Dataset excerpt
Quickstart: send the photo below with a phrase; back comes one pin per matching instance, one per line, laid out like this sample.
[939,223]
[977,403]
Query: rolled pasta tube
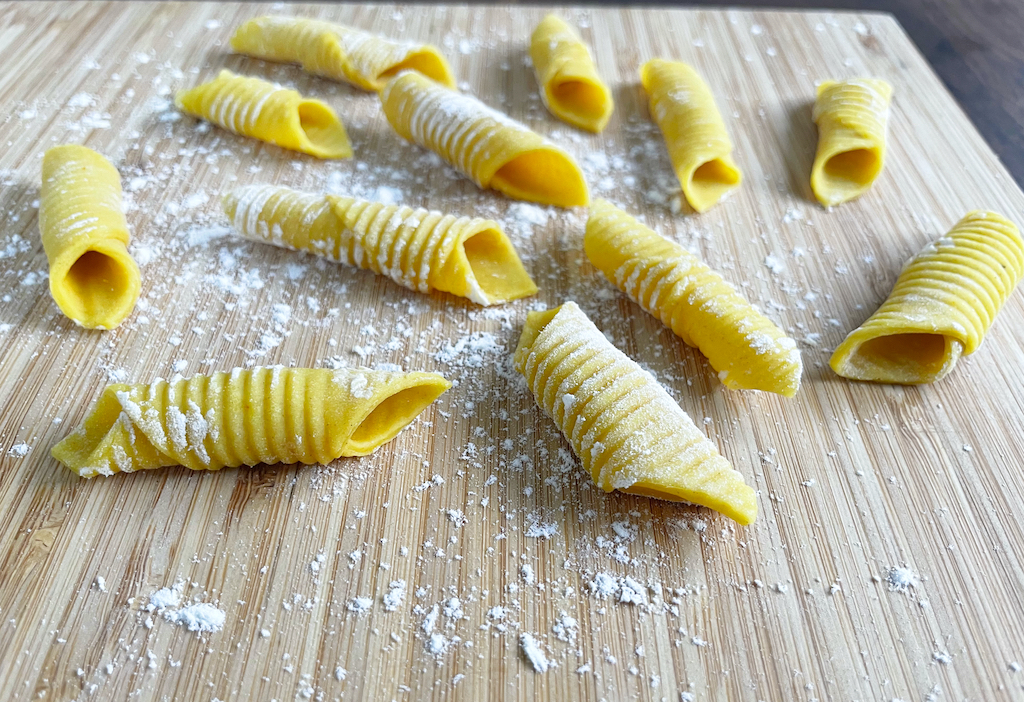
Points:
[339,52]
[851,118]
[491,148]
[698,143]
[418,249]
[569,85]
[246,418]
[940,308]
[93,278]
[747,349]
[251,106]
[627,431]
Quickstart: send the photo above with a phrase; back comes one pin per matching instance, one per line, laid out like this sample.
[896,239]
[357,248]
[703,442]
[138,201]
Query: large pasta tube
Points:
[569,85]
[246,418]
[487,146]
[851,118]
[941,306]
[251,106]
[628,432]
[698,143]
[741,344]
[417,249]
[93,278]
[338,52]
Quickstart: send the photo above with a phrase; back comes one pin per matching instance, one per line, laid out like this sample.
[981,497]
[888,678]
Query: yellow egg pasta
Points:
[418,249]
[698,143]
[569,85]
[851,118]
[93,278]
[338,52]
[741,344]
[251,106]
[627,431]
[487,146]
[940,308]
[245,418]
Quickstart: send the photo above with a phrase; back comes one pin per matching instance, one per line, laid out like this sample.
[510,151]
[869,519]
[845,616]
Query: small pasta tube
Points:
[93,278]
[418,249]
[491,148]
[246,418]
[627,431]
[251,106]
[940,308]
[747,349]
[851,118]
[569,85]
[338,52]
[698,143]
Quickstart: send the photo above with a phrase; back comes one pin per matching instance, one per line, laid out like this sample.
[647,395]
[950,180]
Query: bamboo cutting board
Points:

...

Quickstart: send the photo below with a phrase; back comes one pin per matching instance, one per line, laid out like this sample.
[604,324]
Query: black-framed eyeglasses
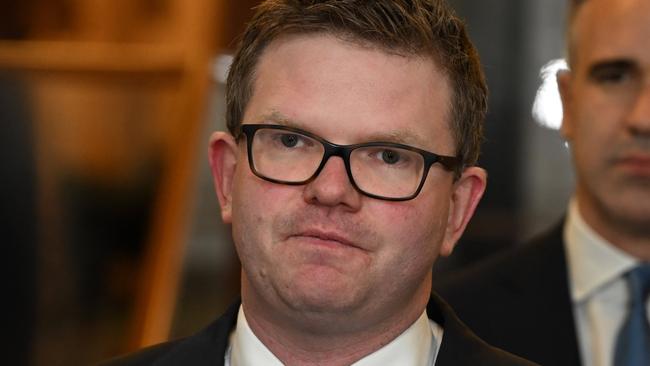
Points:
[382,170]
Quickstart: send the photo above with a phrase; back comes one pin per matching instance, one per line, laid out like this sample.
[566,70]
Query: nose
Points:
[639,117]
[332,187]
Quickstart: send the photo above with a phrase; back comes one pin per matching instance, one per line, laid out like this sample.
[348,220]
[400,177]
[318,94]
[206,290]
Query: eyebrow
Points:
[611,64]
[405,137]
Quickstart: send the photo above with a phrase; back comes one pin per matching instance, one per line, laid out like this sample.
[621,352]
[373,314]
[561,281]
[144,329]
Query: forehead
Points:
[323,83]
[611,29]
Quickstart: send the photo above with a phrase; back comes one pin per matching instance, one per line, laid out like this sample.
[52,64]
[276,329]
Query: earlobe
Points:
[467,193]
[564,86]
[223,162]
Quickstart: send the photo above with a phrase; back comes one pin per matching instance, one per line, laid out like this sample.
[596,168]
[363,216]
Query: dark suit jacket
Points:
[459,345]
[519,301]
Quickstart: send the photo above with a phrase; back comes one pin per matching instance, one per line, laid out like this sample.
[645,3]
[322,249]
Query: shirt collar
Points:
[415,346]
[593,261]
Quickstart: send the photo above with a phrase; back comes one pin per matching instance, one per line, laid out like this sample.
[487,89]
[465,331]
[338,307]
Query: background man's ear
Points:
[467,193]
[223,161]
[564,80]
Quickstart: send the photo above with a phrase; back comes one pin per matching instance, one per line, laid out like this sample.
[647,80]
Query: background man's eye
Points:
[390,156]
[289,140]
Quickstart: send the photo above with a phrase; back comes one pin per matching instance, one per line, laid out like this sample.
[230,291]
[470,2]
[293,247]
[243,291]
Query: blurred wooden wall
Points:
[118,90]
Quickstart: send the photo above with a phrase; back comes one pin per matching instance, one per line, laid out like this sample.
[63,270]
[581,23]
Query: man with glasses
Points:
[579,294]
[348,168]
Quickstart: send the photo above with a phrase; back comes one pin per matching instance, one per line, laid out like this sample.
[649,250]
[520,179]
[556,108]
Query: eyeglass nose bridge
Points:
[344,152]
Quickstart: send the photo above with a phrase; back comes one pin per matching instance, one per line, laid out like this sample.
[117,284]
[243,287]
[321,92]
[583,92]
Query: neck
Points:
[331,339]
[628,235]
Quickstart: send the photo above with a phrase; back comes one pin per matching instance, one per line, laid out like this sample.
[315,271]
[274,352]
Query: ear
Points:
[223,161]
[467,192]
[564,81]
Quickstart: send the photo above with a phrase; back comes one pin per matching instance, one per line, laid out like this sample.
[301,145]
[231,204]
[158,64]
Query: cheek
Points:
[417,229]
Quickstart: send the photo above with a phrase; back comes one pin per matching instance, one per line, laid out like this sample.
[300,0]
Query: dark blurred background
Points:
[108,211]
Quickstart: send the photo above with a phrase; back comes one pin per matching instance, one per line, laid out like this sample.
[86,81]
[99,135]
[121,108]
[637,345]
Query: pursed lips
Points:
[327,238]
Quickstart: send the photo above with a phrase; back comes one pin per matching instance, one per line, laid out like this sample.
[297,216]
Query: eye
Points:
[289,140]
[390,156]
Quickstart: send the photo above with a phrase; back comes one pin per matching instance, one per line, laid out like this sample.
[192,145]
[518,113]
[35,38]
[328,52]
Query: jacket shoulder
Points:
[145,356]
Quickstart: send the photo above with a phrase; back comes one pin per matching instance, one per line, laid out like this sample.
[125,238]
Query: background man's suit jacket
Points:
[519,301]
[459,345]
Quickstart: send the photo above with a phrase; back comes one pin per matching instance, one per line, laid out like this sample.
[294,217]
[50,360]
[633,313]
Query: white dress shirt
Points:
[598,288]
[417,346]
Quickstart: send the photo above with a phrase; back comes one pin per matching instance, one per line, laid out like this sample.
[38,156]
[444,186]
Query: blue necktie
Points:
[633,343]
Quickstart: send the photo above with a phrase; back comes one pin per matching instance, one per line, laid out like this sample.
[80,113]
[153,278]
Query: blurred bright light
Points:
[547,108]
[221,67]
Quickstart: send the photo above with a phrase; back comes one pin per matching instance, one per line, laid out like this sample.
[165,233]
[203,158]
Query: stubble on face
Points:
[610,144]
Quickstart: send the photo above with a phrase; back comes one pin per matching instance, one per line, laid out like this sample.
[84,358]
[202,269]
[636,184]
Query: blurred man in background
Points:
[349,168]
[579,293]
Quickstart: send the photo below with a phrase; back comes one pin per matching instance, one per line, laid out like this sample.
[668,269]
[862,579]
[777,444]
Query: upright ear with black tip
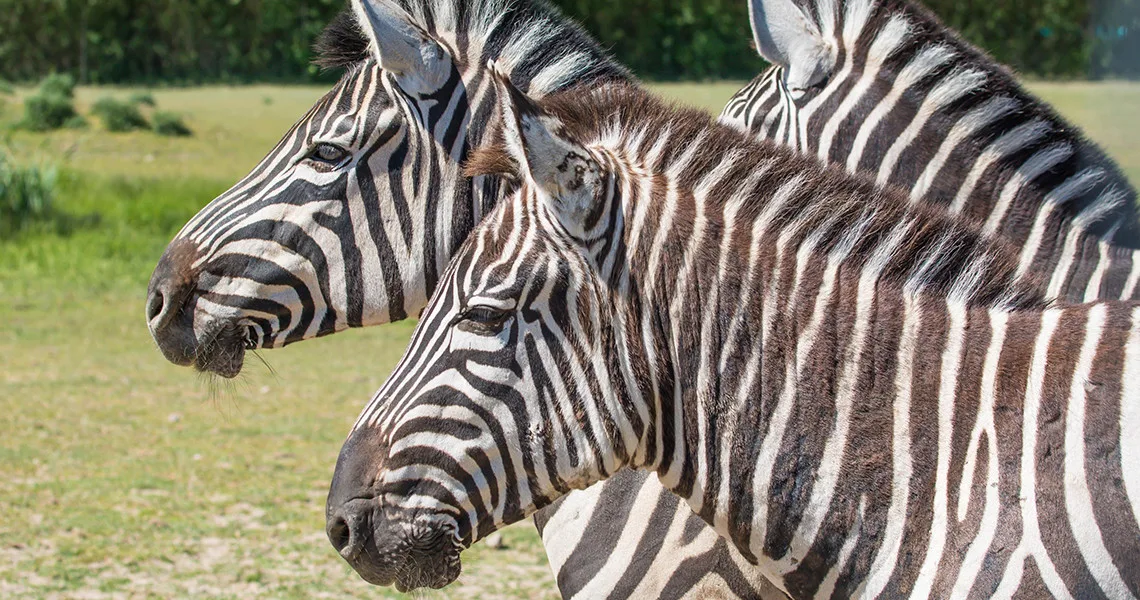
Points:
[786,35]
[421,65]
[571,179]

* * *

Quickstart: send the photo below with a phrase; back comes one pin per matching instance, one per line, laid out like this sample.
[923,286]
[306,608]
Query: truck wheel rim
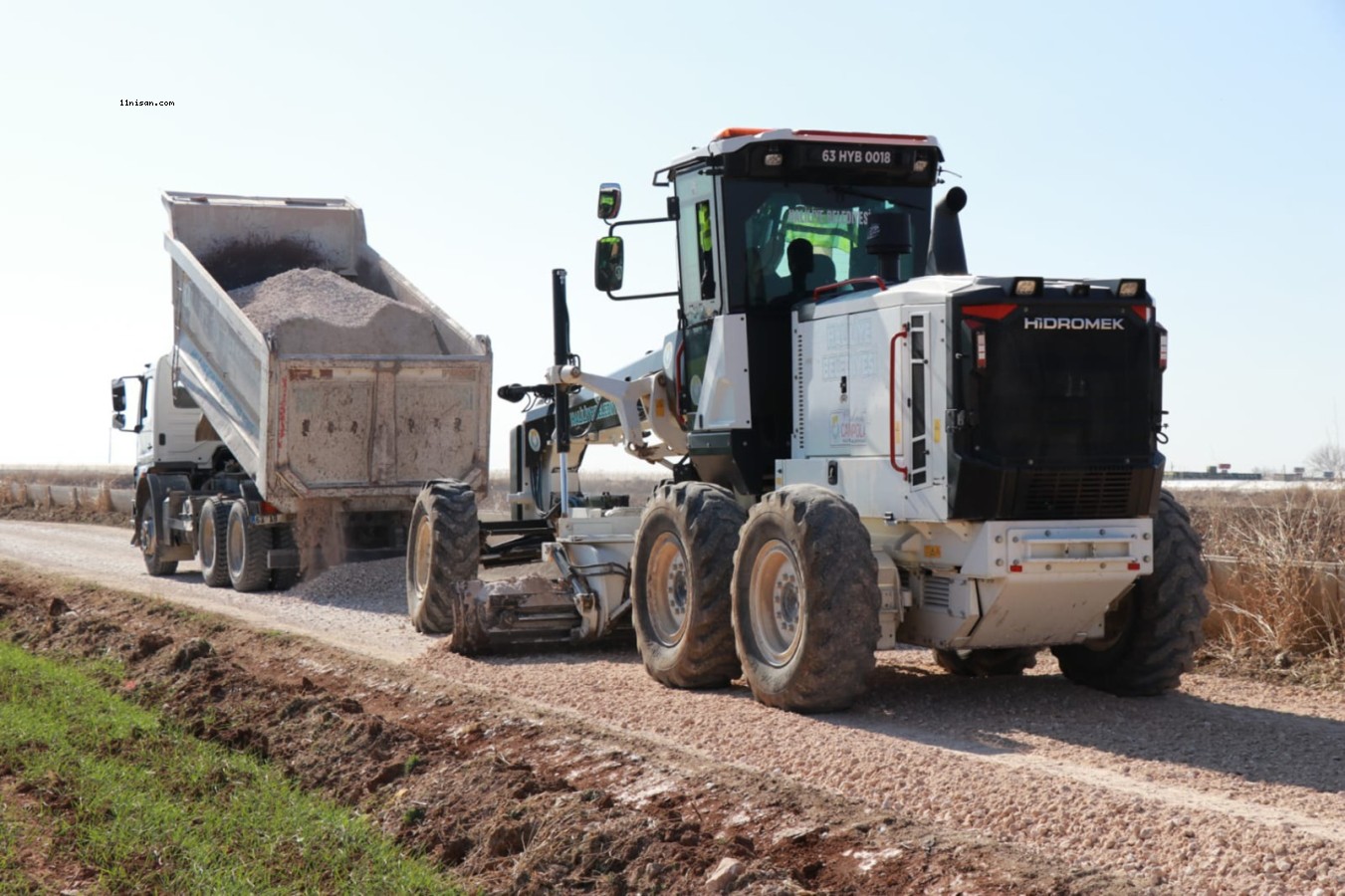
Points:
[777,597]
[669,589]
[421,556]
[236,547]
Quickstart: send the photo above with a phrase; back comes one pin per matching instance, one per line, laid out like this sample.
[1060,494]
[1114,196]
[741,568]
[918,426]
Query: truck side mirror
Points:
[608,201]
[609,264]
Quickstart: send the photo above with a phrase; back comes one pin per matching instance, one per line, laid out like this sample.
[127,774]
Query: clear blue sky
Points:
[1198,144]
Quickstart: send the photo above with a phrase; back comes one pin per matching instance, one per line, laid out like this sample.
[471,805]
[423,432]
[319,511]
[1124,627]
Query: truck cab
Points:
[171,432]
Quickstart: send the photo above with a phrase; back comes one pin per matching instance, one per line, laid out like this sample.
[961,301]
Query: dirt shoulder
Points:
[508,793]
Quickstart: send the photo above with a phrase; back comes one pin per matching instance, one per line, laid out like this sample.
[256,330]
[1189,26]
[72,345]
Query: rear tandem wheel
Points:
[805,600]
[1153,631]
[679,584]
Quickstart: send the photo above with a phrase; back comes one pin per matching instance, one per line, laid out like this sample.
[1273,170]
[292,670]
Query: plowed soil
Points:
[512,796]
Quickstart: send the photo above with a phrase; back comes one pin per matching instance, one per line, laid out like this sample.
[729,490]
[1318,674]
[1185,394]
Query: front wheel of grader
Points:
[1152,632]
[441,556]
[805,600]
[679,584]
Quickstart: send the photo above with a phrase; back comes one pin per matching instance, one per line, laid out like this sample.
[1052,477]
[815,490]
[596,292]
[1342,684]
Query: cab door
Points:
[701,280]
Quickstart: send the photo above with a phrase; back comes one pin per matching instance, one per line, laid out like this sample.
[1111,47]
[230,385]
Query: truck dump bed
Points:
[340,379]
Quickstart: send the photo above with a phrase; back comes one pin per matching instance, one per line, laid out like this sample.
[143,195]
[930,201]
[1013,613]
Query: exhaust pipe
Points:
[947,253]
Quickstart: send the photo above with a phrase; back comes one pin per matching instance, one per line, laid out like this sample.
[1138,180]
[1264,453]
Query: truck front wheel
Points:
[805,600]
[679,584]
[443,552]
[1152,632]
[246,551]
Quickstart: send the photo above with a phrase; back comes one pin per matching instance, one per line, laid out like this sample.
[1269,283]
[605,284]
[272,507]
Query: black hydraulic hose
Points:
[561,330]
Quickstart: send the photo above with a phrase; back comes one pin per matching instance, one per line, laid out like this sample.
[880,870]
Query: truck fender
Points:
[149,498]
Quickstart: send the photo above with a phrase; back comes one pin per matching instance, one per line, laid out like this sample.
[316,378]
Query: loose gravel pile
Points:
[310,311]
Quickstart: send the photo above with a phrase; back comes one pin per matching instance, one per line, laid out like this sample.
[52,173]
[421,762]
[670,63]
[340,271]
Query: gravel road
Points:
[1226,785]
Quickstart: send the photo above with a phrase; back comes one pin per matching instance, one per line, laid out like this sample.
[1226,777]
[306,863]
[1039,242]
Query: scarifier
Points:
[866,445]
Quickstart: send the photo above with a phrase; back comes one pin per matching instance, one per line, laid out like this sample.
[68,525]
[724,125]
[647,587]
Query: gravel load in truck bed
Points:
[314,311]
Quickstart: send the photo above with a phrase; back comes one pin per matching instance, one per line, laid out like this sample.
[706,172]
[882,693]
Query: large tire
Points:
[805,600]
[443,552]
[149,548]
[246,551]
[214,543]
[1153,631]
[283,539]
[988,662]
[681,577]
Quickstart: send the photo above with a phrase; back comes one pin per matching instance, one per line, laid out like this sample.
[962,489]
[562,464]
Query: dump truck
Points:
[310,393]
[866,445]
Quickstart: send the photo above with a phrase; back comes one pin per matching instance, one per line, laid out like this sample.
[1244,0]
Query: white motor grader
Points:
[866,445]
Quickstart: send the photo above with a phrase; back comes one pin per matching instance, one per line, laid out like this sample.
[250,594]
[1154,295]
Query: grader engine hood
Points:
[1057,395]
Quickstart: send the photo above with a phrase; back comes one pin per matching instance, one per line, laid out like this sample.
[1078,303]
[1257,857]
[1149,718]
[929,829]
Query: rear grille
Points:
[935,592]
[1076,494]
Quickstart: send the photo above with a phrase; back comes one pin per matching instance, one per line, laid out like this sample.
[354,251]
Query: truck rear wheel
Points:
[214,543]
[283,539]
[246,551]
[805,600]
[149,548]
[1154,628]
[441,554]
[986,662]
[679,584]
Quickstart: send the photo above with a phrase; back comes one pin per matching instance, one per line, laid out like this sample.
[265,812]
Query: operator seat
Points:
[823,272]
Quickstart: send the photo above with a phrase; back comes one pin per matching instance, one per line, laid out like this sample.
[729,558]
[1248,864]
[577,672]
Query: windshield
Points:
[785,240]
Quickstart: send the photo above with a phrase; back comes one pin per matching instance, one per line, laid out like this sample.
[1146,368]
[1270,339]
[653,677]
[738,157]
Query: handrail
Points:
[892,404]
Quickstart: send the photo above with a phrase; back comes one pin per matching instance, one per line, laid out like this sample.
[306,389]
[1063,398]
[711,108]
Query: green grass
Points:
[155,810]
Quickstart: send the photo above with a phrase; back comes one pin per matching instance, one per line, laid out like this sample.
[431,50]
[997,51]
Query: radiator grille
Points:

> PROBLEM STATEMENT
How many lines of the material above contain the word "rear"? Reply with the number alone.

> SOLUTION TO THIS TASK
3